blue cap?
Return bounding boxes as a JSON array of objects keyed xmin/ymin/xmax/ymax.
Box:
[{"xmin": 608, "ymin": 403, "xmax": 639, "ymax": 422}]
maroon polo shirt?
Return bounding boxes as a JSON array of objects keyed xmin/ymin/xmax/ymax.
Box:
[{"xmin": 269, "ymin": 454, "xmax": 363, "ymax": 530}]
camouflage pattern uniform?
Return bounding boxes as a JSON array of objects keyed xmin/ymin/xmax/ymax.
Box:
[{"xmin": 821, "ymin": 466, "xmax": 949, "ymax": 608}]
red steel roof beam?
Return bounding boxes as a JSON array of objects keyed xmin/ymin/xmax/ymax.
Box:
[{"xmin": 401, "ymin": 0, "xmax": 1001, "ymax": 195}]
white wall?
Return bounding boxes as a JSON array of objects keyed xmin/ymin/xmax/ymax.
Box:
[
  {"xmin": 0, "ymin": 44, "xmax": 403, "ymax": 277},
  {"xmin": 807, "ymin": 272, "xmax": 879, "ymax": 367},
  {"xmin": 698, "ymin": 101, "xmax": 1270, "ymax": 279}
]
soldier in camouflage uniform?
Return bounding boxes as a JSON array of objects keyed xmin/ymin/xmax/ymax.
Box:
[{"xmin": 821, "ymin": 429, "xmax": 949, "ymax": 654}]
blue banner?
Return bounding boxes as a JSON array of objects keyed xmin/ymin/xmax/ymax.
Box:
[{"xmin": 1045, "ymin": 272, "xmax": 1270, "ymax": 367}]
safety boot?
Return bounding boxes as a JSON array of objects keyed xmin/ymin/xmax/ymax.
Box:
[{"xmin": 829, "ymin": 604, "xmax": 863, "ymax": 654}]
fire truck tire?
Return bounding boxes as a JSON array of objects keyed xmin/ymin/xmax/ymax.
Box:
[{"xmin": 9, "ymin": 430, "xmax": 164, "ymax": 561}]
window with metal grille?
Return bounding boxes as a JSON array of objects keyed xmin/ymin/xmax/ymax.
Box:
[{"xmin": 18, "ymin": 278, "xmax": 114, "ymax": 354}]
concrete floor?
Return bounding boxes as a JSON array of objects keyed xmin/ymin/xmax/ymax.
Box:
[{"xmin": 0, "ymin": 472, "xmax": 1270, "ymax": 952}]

* _BRIEF_: Can you start at the line that has "fire truck tire?", stop after the last of the entries, and write out every line in that stretch with each box coordinate in the answers scaled by 2.6 and rounded to a whole number, halves going up? Give only those lines.

* _FULL SOLUTION_:
fire truck tire?
Return bounding boxes as a JSON array of objects keyed xmin/ymin/xmax/ymax.
Box:
[{"xmin": 23, "ymin": 1118, "xmax": 426, "ymax": 1459}]
window with metal grille?
Return bounding boxes as a JSON array of objects keyed xmin/ymin/xmax/ymax.
Box:
[{"xmin": 47, "ymin": 723, "xmax": 296, "ymax": 920}]
concrete floor?
Return bounding boxes as a JSON array of objects keyed xmin/ymin/xmax/ymax.
Box:
[{"xmin": 0, "ymin": 1227, "xmax": 3302, "ymax": 2475}]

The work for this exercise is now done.